• Dataset excerpt:
——

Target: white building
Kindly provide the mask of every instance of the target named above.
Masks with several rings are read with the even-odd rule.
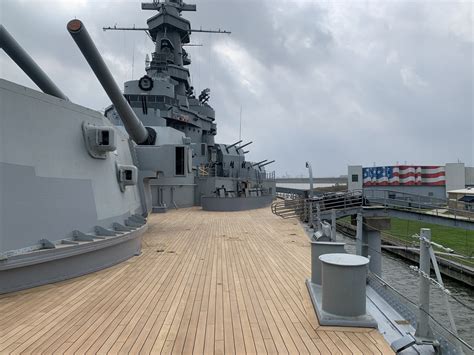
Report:
[[[349,191],[393,190],[415,195],[446,198],[448,191],[474,187],[474,168],[464,163],[445,165],[393,165],[363,167],[349,165]]]

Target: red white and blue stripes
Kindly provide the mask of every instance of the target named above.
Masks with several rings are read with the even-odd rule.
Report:
[[[364,186],[446,184],[444,166],[377,166],[362,169]]]

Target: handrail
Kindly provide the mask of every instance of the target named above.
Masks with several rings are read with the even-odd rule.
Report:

——

• Exercise directions: Repeat, line for line, the part of the data that opens with the line containing "Target: handrail" and continues to the end of the data.

• Answer to this exercise:
Target: handrail
Kindly provide the mask of every instance of the target named above.
Masks with several rings are read with the even-odd rule.
Report:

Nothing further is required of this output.